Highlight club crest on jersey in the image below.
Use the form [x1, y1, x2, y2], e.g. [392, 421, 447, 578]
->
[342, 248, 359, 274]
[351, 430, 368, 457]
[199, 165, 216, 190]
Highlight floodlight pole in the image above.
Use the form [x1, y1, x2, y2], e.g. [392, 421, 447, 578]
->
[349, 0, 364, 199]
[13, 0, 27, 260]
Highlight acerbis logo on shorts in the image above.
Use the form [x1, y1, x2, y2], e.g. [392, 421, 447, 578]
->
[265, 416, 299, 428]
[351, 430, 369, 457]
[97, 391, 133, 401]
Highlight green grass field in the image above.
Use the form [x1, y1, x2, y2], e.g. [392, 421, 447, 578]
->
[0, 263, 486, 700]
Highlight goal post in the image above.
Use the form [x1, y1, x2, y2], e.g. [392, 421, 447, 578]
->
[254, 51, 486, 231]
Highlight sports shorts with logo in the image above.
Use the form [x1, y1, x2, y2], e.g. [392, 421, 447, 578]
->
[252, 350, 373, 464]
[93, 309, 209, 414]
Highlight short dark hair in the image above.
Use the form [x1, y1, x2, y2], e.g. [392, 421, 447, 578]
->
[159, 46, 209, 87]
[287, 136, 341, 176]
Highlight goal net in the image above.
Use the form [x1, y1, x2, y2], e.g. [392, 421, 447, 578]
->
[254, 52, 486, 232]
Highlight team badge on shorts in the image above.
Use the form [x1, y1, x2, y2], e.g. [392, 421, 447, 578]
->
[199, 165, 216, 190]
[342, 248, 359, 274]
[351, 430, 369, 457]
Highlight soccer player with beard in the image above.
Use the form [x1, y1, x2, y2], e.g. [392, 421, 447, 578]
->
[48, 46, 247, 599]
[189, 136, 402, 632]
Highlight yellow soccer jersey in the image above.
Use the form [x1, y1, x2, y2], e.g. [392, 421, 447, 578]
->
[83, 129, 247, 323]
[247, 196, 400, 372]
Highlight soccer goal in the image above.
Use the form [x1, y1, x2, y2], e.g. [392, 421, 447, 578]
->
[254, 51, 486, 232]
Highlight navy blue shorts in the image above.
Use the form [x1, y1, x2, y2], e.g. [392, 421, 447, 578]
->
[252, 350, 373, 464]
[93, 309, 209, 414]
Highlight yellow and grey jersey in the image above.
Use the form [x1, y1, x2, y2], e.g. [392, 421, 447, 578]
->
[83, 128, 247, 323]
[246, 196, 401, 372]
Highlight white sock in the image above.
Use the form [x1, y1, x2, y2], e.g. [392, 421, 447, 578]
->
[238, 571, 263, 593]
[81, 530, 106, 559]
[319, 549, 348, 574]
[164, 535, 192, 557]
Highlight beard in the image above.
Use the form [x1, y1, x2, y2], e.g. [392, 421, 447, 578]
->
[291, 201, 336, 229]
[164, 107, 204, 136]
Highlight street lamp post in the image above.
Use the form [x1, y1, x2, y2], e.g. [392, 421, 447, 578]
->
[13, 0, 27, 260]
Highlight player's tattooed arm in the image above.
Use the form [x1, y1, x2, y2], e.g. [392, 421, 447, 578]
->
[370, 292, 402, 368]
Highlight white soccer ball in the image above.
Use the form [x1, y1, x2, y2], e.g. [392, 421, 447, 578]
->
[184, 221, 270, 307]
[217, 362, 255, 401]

→ **What needs to be done**: Reproduce every line above word for word, with no changes.

→ **Answer to the exercise**:
Highlight club crest on jersey in the image below.
Use the form [x1, y1, x2, y2], e.g. [392, 421, 447, 578]
->
[342, 248, 359, 274]
[351, 430, 368, 457]
[199, 165, 216, 190]
Highlight floodlight pole in the image above.
Use the form [x1, y1, x2, y2], e.g. [392, 421, 447, 578]
->
[349, 0, 364, 199]
[13, 0, 27, 260]
Highlight acerbis logo on shorts in the image above.
Use the form [x1, y1, x2, y2], e.g. [392, 421, 447, 578]
->
[265, 416, 299, 428]
[351, 430, 369, 457]
[97, 391, 133, 401]
Highlight green grass field in the image above.
Use the form [x1, y1, x2, y2], e.g. [392, 421, 447, 578]
->
[0, 263, 486, 700]
Highlight goal post in the image above.
Use the form [x1, y1, x2, y2], e.g. [392, 421, 447, 578]
->
[254, 51, 486, 231]
Highlight sports shorts with logo in the image above.
Use the form [x1, y1, x2, y2], e.g. [392, 421, 447, 578]
->
[252, 350, 373, 464]
[93, 309, 209, 414]
Highlight short dark hair in the image above.
Use the form [x1, y1, x2, y2], e.g. [392, 421, 447, 578]
->
[159, 46, 209, 87]
[287, 136, 341, 176]
Highlight goal net in the image above.
Use the form [x1, y1, x2, y2], e.g. [392, 421, 447, 578]
->
[254, 52, 486, 232]
Highlight team badge on shorts in the image above.
Use the form [x1, y1, x2, y2], e.g. [392, 421, 447, 578]
->
[199, 165, 216, 190]
[342, 248, 359, 274]
[351, 430, 369, 457]
Highlight soccer player with beard in the image above.
Use the form [x1, y1, x2, y2], e.g. [392, 421, 447, 578]
->
[48, 46, 247, 599]
[189, 136, 402, 632]
Highlight yellow soccer jersey in the image above.
Use the form [x1, y1, x2, y2], e.g. [392, 421, 447, 578]
->
[83, 129, 247, 323]
[247, 196, 400, 372]
Highlight soccer goal in the image above.
Use the form [x1, y1, x2, y2], e.g. [392, 421, 447, 578]
->
[254, 51, 486, 232]
Highlight navy blue shorts in the image above.
Use the form [x1, y1, x2, y2], e.g. [392, 421, 447, 578]
->
[252, 350, 373, 464]
[93, 309, 209, 414]
Highlight yellow and grey jersey in the image above.
Use the form [x1, y1, x2, y2], e.g. [392, 421, 447, 578]
->
[83, 128, 247, 323]
[246, 196, 401, 372]
Highlight white sock in the image above.
Use the form [x1, y1, x2, y2], e.g. [392, 421, 447, 578]
->
[238, 571, 263, 593]
[81, 530, 106, 559]
[319, 549, 348, 574]
[164, 535, 192, 557]
Highlight beard in the image above.
Use the form [x1, y1, x2, y2], e.g. [392, 421, 447, 578]
->
[291, 201, 336, 229]
[164, 107, 204, 136]
Highlight street lamp post in the image above.
Use the form [x1, y1, x2, y2], e.g. [392, 421, 447, 578]
->
[13, 0, 27, 260]
Highlight player's tattooed arm in the image above.
Use the form [x1, y1, x2, y2], e.g. [392, 421, 447, 578]
->
[370, 292, 402, 368]
Highlight white soccer ball in the image above.
Use the form [x1, y1, x2, y2], e.g. [392, 421, 447, 578]
->
[184, 221, 270, 307]
[217, 362, 255, 401]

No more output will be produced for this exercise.